● **Provided material**
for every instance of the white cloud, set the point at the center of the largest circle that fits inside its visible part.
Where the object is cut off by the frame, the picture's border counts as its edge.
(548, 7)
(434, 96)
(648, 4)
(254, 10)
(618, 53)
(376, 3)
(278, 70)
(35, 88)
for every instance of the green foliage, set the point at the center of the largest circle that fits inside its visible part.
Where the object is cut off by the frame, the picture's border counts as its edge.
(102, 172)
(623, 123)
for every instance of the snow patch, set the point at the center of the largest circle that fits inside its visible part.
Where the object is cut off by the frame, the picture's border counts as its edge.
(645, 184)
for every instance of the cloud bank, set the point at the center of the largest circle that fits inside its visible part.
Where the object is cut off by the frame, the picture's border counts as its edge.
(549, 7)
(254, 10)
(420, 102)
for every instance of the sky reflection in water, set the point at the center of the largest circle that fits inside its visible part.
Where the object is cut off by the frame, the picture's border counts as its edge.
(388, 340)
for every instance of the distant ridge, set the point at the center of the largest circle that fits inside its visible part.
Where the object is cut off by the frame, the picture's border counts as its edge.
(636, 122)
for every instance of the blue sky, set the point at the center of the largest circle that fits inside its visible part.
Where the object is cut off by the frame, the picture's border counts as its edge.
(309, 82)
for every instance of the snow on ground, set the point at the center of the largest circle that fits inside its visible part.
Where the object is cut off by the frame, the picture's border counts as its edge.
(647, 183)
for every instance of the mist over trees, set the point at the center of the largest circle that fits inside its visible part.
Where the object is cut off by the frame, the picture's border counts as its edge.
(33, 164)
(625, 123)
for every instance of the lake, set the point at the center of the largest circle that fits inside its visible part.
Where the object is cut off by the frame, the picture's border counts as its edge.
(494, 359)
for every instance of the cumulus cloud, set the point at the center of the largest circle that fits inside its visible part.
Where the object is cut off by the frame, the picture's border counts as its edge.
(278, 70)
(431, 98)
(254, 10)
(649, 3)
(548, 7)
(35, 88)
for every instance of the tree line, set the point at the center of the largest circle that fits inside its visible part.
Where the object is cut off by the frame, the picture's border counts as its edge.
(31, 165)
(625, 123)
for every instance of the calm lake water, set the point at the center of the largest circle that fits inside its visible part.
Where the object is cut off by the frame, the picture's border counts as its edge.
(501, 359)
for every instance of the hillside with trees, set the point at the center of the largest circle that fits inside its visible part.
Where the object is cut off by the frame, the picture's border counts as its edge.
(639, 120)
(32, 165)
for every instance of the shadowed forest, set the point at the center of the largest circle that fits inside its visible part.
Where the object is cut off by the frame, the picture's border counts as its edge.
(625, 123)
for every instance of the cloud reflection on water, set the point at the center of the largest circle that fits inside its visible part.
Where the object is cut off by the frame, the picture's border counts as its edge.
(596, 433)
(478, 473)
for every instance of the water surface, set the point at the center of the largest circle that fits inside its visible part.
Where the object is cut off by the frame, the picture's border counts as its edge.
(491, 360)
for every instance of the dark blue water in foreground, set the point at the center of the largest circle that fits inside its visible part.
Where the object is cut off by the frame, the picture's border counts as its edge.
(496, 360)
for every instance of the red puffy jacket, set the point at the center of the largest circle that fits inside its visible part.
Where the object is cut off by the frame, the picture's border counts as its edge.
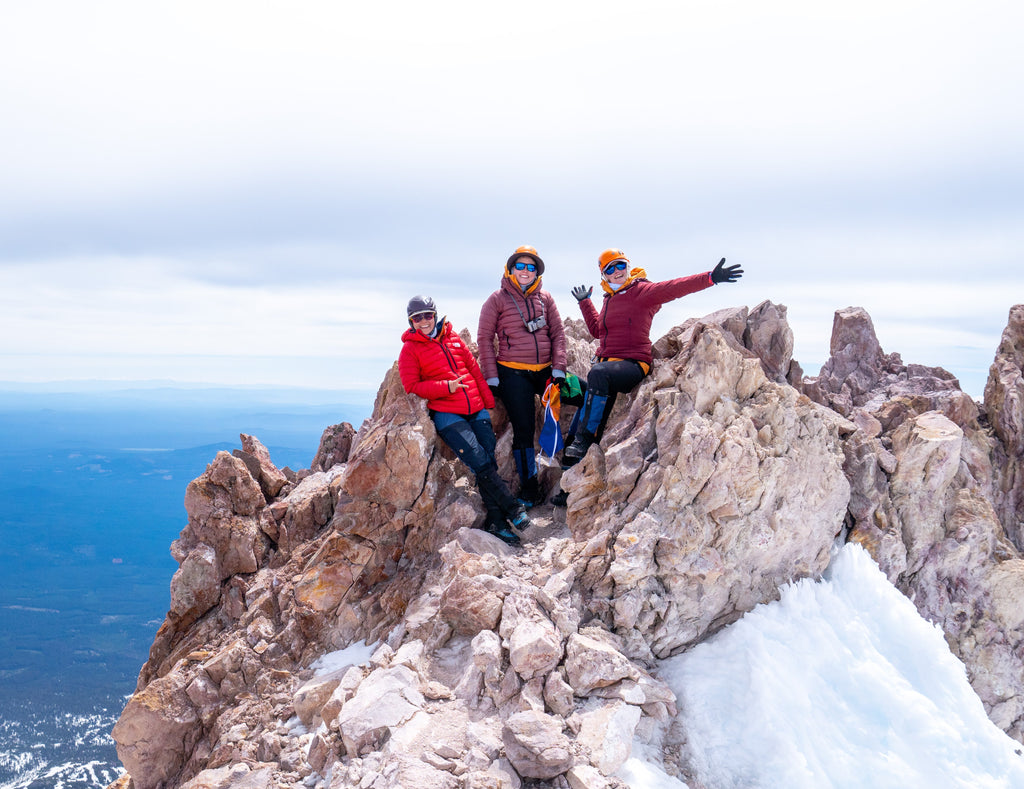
(624, 324)
(426, 364)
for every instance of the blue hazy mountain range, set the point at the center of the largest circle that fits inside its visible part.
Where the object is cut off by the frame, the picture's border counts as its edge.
(93, 487)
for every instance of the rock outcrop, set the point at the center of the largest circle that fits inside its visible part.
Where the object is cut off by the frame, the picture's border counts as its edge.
(723, 477)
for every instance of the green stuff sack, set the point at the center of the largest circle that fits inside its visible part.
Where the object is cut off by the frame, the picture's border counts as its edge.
(569, 386)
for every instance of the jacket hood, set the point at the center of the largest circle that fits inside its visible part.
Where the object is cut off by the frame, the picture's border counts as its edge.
(636, 274)
(534, 287)
(413, 336)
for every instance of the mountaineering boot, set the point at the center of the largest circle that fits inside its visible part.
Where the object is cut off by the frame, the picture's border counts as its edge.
(578, 449)
(505, 534)
(529, 486)
(520, 521)
(495, 524)
(593, 412)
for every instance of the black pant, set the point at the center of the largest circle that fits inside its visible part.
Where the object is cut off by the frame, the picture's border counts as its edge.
(519, 388)
(472, 439)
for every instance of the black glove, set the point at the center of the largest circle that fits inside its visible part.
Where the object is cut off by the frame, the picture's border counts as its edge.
(723, 273)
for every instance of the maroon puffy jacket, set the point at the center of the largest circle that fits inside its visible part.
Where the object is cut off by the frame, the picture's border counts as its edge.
(503, 336)
(426, 364)
(624, 324)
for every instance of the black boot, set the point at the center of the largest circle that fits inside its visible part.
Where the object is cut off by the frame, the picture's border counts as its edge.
(503, 532)
(578, 449)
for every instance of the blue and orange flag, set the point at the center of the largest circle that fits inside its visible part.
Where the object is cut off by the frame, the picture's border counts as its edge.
(551, 434)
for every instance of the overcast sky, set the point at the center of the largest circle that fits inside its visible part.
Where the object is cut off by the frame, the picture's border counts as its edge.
(248, 192)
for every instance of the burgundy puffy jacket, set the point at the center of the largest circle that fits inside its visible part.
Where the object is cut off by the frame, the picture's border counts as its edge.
(426, 364)
(624, 323)
(503, 336)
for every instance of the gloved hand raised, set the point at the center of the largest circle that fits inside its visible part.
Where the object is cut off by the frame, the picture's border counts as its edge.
(723, 273)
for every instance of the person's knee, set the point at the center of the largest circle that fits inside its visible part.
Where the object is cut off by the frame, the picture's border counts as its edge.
(598, 381)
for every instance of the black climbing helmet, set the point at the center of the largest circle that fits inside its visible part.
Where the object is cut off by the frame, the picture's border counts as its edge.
(420, 304)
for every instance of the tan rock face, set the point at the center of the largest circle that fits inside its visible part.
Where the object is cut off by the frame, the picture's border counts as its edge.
(717, 482)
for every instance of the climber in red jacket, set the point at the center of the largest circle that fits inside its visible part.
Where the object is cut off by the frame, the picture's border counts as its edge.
(623, 329)
(435, 364)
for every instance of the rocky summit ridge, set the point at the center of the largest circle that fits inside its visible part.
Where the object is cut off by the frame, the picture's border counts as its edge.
(726, 475)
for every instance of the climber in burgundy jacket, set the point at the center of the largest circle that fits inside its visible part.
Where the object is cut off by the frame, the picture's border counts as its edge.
(435, 364)
(521, 343)
(623, 331)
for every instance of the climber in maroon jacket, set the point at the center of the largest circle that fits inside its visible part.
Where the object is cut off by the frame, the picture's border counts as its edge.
(435, 364)
(623, 329)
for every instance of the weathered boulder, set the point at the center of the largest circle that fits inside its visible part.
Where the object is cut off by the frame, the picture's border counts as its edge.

● **Work to complete**
Would you transcribe all of the data exactly, apart from its pictures?

● **Exercise response**
for every instance of the white cloud, set the point at the center of the largest circle that fits inside its visible part.
Where the object is cut off by the frame, the picture's border counts as its edge.
(548, 7)
(434, 96)
(648, 4)
(254, 10)
(618, 53)
(376, 3)
(278, 70)
(35, 88)
for every instance of the green foliage, set the point at the center of the largest circle that fits inside its visible part.
Where the object is cut off by the frame, the picture's border counts as its edge.
(102, 172)
(623, 123)
for every instance of the snow patch, set the point at the center of the largest circle that fits inside its visible part.
Where the object is cut off by the frame, the picture's border counts as its edge.
(645, 184)
for every instance of the cloud bank, set the point at the center of the largest circle that fits inside its visible part.
Where the object is cut off by the frame, the picture's border counts as its edge.
(549, 7)
(254, 10)
(420, 102)
for every instance of the sky reflection in water, set the point at the center of the largest circle that fits inside its visible part.
Where the object is cut off by the frame, the picture's border counts as its edge.
(388, 340)
for every instance of the distant ridge, set the point at the center of the largest circle that fits inside its visible part.
Where the object is cut off by the frame, the picture's border counts as its edge.
(636, 122)
for every instance of the blue sky, set the point at the center of the largest circle that fits inside its visible part.
Where the object is cut off by the frame, the picture's border counts as its edge.
(309, 82)
for every instance of the snow on ground, set the point at the center of the largest circle that fits inside its visible part.
Where the object is cut off by the frame, the picture's border counts as its edge.
(647, 183)
for every instance of the mist over trees, set the point at the center of the largest circle that fits inside its visible part.
Where the object is cut off by the frame, the picture's border counts as its edge.
(33, 164)
(625, 123)
for every instance of the lake, set the point at the center of the largest circle that fits inside its visible part.
Where the object is cut off by the frame, the picture's border counts as its edge.
(494, 359)
for every instance of the cumulus cloud, set the point at the center of the largest circle that fits inside its visible part.
Where the object is cut off by the frame, the picture's border counts as its edge.
(278, 70)
(431, 98)
(254, 10)
(649, 3)
(548, 7)
(35, 88)
for every instance of the tree line, set the point at the center of the largest circle that fits inside its visible part.
Where the object is cut off by the frame, the picture's border counts as its edge.
(31, 165)
(625, 123)
for every instance of the calm lake water, set the point at the center of the largest circle that fits inside its visible part.
Where the object is cut off by the frame, the picture's border counts as its edge.
(501, 359)
for every instance of the hillside with trees, set the point at the center of the largest circle that fits inside its visible part.
Where the object is cut off by the frame, the picture's border counts as its edge.
(639, 120)
(32, 165)
for every instance of the shadowed forest, set the point at the center of the largest circle that fits inside its visible part.
Where the object is cut off by the frame, the picture's border counts as its edge.
(625, 123)
for every instance of the cloud reflection on water, set the point at the center of the largest circle that fits inside its visible part.
Where the object is cut off by the frame, the picture's border counts as its edge.
(596, 433)
(478, 473)
for every instance of the water surface, set the point at the center of the largest circle that fits inside its visible part.
Where the object is cut off by the frame, the picture's border counts as its edge.
(491, 360)
for every instance of the dark blue water in foreground, set the point at the center of the largest circle that fits inside its visible part.
Where the object is cut off by the frame, the picture's border counts as its edge.
(496, 360)
for every instance of the red puffy jacket, set the point at the center of the largest circle that fits inside its visible part.
Where the object is cut off by the frame, the picture's border counts as its edge.
(624, 324)
(426, 364)
for every instance of the blue hazy mountain range, set the point at the center of the largest circle that fits inside its visible part.
Where the object is cut off by the frame, the picture's border counts as its edge.
(93, 487)
for every instance of the rock outcrop, set the point at the center of the largest circle that fits inside its visible part.
Where the object is cut off by the frame, the picture's border counts as its edge.
(723, 477)
for every instance of the green stuff sack, set the point at the center of the largest circle that fits inside its visible part.
Where the object is cut off by the frame, the picture's border counts as its edge.
(569, 386)
for every instance of the jacket hood, set the point at the center of the largest circle that fits inside its visible part.
Where the object is cut off by the frame, the picture's border counts as its edge.
(636, 274)
(534, 287)
(413, 336)
for every instance of the mountaineering boot, set the point at the center of the largest circle that fits inside its visible part.
Where the object is cut off by the frame, the picture's border counts as its edge.
(578, 449)
(505, 534)
(529, 486)
(520, 521)
(495, 524)
(593, 412)
for every instance of the black pant, set the point at the center of the largest circle that fits inside its visible part.
Where the object is cut off by the frame, the picture's border counts as its edge.
(519, 388)
(472, 439)
for every instance of the black glove, set the point at the center of the largest circle that fits inside its visible part.
Where the object is cut off by the frame, the picture's border counts as its edge.
(723, 273)
for every instance of the maroon puffy jacket, set the point at the center of the largest circle that fits inside its visible part.
Where the object is cut off by the frame, the picture's border counts as its edge.
(503, 336)
(426, 364)
(624, 324)
for every instance of the black boot, set the point at the center of the largest circle that fits inside its visible part.
Where the object is cut off by the frame, the picture's border counts as its edge.
(503, 532)
(578, 449)
for every instance of the blue and orange flag, set the point at the center of the largest circle that fits inside its visible part.
Where the object is cut off by the frame, the picture's border counts as its edge.
(551, 434)
for every instance of the overcast sky, set the point at the center of the largest circle that fits inside its visible part.
Where the object is cut off by the frame, the picture's border counts as its edge.
(248, 192)
for every instance of the burgundy puffy jacket, set the point at the center of the largest circle that fits inside its visible part.
Where the object is cut off by the frame, the picture's border counts as its edge.
(426, 364)
(624, 323)
(503, 336)
for every instance of the gloved hand raised, set the point at the center of the largest circle that fits inside its visible part.
Where the object is cut off by the frame, the picture's border counts as its edge.
(723, 273)
for every instance of the person's knee, set the point at the center of the largest circle that fits inside its visible part.
Where the object is cut off by the frame, the picture's border counts as its edge.
(598, 381)
for every instance of the black climbing helmet, set the point at the center of the largest circle that fits inside its visible part.
Where the object is cut off by the frame, the picture's border counts as its edge.
(420, 304)
for every instance of the tan rock face, set the point at the center of the largest circle that fits inside its visible part.
Where the object is cut off by the frame, the picture's border counts as its edge.
(717, 482)
for every instance of the climber in red jacket, set the point at the center of the largest circle that fits inside its visible part.
Where the object is cut off by the frame, the picture's border counts as its edge.
(623, 329)
(435, 364)
for every instance of the rocky summit ridge, set the point at the center of the largest circle that fits inside its visible part.
Where the object is cut off by the frame, the picture's border counts as its edge.
(726, 475)
for every instance of the climber in burgundy jacket, set the point at the center of the largest circle that fits inside its visible part.
Where the object is cut off by the frame, the picture's border counts as its edge.
(435, 364)
(521, 343)
(623, 331)
for every instance of the climber in maroon jacket, set the point at the center of the largest circle that fits inside its visible part.
Where the object is cut off by the frame, the picture's border counts as its edge.
(435, 364)
(623, 329)
for every instance of the weathered boulder, set the point at the center of the largest circle that fits inside its visible part.
Where the object is cut off by the frame, the picture's border counts as its edge.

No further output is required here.